Шрифт:
Интервал:
Закладка:
— Однако вы… вы читали Апокалипсис?
— Читал.
— Помните ли вы: «Ангелу Лаодикийской Церкви напиши…»?
— Помню. Прелестные слова…
— 1де у вас книга? — как–то странно заторопился и затревожился Ставрогин, ища глазами на столе книгу, — мне хочется вам прочесть… русский перевод есть?
— Я знаю, знаю место, я помню очень, — проговорил Тихон.
— Помните наизусть? Прочтите!..
Он быстро опустил глаза, упер обе ладони в колени и нетерпеливо приготовился слушать. Тихон прочел, припоминая слово в слово: «И ангелу Лаодикийской церкви напиши: сие глаголет Аминь, свидетель верный и истинный, начало создания Божия: знаю твои дела; ни холоден, ни горяч: о если б ты был холоден или горяч! Но поелику ты тепл, а не горяч и не холоден, то изблюю тебя из уст Моих. Ибо ты говоришь: я богат, разбогател, и ни в чем не имею нужды; а не знаешь, что ты жалок, и беден, и нищ, и слеп, и наг…»[197]
— Довольно, — оборвал Ставрогин. — …Знаете, я вас очень люблю.
— И я вас, — отозвался вполголоса Тихон.
Ставрогин замолк и вдруг впал опять в давешнюю задумчивость» (И: 10–11).
Это место — ключ к роману, и, после того как глава «У Тихона» была изъята, Достоевский переносит чтение Апокалипсиса в предпоследнюю главу, делая его основой предсмертного просветления Степана Трофимовича.
««И ангелу Лаодикийской церкви напиши…»», — читает ему книгоноша.
«Это… и это в вашей книге! — воскликнул он, сверкая глазами и приподнимаясь с изголовья. — Я никогда не знал этого великого места! Слышите: скорее холодного, холодного, чем теплого, чем только теплого» (10: 497–498).
Место Апокалипсиса, взятое в романе, есть откровение об истинной природе веры, и Достоевский произносит его для обличения религиозной действительности России. Вера, теряя любовь, теряет святость и тем самым теряет власть над миром; и этот мир, как Ставрогин от Шатова, уходит в ночь.
Девятнадцать веков назад языческое человечество не могло не поверить в Того Бога, за Которого умирали мученики, не могло не убедиться в святыне Того, о Котором свидетельствовали святые. Истинная святость Церкви доказывала Бога. К концу истории совершается обратный процесс: человечество теряет веру в Бога, так как все меньше видит Его святых свидетелей, Его мучеников и учеников, Его истинной Церкви. А ученое богословие современности, само по себе, вне духовной силы, разве может в чем–нибудь убедить?
«— В Бога веруете? — брякнул вдруг Ставрогин.
— Верую.
— Ведь сказано, если веруешь и прикажешь горе сдвинуться, то она сдвинется… впрочем, вздор. Однако я все–таки хочу полюбопытствовать: сдвинете вы гору или нет?
— Бог повелит, и сдвину, — тихо и сдержанно произнес Тихон, начиная опять опускать глаза…
— Ну! По крайней мере все–таки веруете, что хоть с Божиею–то помощию сдвинете, и это ведь не мало… Вы, конечно, и христианин?

▶ Обязательное задание A:
Согласуются ли с фрагментом о чтении Апокалипсиса следующие утверждения: (i) Тихон прочел место из Апокалипсиса по памяти; (ii) после изъятия главы «У Тихона» Достоевский перенес чтение Апокалипсиса в последнюю главу; (iii) Степану Трофимовичу место из Апокалипсиса читает книгоноша? Для каждого ответьте «да» или «нет» и приведите решающие слова фрагмента точной цитатой.

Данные
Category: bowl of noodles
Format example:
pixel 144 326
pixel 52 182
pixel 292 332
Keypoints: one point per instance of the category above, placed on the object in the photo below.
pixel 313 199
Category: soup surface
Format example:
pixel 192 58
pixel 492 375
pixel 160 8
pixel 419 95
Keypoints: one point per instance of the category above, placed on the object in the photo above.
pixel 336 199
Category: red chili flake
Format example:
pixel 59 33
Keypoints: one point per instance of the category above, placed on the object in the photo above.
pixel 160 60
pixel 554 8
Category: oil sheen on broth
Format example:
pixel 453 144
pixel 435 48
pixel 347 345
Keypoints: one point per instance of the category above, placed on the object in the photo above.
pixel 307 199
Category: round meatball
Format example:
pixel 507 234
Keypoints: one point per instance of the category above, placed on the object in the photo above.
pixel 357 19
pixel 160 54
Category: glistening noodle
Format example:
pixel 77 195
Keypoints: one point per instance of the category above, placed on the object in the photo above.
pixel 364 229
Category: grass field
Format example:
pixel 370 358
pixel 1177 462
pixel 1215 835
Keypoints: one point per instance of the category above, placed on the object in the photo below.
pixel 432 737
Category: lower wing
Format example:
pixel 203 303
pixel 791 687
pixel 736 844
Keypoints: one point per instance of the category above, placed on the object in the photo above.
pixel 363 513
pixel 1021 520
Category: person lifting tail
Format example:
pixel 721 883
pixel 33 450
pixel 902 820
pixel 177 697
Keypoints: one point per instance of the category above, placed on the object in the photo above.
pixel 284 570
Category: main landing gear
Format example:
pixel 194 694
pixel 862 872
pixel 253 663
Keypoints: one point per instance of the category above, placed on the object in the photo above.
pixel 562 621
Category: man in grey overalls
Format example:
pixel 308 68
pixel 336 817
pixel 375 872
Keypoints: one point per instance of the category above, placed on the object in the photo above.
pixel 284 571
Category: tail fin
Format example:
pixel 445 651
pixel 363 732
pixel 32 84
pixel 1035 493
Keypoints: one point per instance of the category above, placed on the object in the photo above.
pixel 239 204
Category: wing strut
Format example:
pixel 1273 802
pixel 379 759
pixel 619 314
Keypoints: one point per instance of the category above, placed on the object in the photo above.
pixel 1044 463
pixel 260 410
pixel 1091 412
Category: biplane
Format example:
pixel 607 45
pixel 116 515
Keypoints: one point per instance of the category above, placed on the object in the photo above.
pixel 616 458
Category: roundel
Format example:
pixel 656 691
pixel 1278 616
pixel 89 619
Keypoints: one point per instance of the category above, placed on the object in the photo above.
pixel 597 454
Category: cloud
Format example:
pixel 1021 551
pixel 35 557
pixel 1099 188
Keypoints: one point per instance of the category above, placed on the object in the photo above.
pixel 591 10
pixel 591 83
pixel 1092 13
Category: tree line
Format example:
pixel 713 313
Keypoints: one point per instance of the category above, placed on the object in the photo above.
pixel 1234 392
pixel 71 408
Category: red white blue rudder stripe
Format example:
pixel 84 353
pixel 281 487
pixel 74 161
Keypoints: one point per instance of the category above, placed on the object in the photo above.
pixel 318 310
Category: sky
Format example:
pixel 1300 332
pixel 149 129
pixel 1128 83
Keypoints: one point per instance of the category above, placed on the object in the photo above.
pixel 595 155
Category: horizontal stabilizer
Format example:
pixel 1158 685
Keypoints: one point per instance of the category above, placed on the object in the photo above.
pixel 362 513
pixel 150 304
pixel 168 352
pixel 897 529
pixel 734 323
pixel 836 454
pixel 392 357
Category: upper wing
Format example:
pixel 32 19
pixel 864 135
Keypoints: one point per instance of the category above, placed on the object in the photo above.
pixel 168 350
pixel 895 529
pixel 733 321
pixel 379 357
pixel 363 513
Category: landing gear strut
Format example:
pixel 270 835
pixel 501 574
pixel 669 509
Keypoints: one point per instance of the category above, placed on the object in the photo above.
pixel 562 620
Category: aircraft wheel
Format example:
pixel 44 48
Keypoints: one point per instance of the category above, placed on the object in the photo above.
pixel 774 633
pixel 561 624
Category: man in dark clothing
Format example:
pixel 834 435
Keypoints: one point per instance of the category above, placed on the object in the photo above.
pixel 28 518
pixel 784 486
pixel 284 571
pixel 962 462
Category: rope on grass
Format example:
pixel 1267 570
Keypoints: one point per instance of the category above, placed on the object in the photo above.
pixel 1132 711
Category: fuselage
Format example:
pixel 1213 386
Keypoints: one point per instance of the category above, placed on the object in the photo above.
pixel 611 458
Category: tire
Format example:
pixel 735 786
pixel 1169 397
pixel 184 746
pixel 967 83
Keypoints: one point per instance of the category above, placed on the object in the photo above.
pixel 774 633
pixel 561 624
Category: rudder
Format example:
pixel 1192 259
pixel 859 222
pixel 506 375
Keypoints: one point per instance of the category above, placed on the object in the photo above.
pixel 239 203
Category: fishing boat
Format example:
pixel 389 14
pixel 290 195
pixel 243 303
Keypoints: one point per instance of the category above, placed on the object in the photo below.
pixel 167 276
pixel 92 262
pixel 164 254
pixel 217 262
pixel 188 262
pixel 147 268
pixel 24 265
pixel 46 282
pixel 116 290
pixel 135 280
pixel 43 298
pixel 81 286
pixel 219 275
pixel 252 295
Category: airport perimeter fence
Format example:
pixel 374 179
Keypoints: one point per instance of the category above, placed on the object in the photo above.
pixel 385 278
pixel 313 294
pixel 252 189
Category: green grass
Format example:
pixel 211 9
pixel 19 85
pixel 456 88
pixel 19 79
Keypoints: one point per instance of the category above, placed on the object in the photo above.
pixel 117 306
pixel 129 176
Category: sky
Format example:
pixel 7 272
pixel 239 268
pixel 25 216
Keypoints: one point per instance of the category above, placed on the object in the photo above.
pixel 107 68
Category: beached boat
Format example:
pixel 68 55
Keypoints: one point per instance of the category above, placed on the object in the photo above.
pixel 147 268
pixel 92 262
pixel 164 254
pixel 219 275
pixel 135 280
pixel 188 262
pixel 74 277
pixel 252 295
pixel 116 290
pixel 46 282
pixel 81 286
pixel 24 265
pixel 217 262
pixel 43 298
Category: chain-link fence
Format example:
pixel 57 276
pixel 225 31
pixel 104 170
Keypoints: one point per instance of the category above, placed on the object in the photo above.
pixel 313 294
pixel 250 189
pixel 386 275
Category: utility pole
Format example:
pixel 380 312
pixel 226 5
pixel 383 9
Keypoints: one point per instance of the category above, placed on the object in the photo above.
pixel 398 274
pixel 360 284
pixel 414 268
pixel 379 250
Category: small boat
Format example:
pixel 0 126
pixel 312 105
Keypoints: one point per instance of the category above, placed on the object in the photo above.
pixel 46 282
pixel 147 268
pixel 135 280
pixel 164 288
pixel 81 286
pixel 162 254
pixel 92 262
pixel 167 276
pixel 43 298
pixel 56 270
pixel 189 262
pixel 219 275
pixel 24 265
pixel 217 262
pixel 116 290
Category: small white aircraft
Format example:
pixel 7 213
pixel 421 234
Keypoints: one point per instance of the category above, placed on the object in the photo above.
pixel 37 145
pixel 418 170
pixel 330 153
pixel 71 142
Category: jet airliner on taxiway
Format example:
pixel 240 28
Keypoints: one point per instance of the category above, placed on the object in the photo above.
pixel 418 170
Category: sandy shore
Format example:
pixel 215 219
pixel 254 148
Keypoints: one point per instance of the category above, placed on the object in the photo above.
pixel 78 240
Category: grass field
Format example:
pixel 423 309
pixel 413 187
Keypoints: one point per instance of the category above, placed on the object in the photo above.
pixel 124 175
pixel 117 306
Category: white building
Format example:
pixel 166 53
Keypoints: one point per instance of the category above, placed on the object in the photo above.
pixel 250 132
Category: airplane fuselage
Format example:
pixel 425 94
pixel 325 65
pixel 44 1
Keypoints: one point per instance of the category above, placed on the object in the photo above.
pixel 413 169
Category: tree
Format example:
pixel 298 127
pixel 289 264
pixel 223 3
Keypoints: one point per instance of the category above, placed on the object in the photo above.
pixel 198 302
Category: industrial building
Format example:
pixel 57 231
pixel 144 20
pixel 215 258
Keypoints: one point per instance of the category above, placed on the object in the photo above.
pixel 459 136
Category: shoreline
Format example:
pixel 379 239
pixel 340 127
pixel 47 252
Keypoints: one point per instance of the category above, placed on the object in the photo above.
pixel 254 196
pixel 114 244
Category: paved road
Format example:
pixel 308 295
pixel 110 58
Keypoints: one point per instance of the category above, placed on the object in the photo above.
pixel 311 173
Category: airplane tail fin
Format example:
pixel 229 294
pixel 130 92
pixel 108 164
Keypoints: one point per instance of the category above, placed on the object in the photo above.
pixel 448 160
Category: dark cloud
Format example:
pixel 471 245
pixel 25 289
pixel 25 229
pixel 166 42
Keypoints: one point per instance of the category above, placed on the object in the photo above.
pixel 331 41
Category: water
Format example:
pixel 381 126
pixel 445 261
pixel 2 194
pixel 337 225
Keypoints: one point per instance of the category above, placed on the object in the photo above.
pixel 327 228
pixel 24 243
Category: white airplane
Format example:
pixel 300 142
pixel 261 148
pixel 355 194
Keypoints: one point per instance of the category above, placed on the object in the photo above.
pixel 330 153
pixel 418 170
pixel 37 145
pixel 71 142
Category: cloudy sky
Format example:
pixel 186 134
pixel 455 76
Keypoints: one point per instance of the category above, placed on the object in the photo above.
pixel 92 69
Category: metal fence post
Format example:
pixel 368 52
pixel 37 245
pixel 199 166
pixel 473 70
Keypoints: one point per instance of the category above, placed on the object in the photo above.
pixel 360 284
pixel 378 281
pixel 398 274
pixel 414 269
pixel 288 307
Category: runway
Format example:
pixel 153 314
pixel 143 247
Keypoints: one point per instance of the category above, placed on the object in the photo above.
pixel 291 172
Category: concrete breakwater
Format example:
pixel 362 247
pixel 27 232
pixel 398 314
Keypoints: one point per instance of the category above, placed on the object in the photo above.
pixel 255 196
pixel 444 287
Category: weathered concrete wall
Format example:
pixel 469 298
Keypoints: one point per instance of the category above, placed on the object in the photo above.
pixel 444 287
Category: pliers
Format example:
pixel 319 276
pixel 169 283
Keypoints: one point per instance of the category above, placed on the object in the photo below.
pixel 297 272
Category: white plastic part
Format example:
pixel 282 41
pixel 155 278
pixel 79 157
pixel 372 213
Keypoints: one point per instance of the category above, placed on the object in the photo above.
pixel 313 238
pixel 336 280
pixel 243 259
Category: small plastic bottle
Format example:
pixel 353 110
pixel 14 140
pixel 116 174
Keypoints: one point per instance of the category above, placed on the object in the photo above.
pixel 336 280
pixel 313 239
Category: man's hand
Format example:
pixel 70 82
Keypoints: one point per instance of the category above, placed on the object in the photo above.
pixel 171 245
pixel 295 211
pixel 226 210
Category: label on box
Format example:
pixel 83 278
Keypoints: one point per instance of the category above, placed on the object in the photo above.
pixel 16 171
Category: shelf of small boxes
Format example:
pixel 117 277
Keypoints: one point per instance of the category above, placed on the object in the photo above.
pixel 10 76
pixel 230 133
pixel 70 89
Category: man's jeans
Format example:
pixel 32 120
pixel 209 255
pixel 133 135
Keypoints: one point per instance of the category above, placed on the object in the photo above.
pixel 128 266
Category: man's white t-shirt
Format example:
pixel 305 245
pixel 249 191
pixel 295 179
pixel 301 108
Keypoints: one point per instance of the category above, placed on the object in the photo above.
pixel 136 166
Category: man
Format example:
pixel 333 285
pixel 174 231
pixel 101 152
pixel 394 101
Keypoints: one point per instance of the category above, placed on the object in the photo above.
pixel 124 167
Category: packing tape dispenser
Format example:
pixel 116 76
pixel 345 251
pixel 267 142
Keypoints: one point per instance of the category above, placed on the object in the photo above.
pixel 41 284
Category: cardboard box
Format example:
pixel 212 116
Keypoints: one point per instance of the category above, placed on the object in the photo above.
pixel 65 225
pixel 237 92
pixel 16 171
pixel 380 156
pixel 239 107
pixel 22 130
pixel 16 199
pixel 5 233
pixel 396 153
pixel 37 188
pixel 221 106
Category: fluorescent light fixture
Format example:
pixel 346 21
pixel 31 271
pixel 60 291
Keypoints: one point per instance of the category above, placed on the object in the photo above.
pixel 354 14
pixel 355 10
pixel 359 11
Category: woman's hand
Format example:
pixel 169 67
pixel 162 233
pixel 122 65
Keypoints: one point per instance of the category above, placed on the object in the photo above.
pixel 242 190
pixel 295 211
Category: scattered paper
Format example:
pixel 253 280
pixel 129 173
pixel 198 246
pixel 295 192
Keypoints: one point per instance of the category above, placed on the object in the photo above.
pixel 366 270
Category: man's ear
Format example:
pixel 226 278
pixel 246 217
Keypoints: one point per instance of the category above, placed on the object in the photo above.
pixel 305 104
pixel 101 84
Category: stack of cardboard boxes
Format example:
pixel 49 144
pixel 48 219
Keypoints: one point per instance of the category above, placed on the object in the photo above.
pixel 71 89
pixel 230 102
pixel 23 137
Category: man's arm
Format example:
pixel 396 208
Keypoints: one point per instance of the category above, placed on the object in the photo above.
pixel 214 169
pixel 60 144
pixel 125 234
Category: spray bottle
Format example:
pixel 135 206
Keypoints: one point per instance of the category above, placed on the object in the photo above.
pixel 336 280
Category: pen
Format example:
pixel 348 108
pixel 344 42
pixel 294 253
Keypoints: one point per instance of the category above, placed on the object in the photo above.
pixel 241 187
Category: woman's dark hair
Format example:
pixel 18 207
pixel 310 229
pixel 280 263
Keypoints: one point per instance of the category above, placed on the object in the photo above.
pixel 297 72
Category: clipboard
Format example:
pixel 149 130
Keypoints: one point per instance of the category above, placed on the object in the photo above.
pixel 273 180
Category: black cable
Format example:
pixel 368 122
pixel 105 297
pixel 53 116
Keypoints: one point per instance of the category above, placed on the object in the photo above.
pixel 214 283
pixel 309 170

▶ Обязательное задание B:
Подсчитайте, сколько строк в данных содержат слово "hand", и дайте только это число.

▶ Результат задания A:
(i) Да: «Тихон прочел, припоминая слово в слово».
(ii) Нет: «Достоевский переносит чтение Апокалипсиса в предпоследнюю главу».
(iii) Да: «читает ему книгоноша».

▶ Результат задания B:
2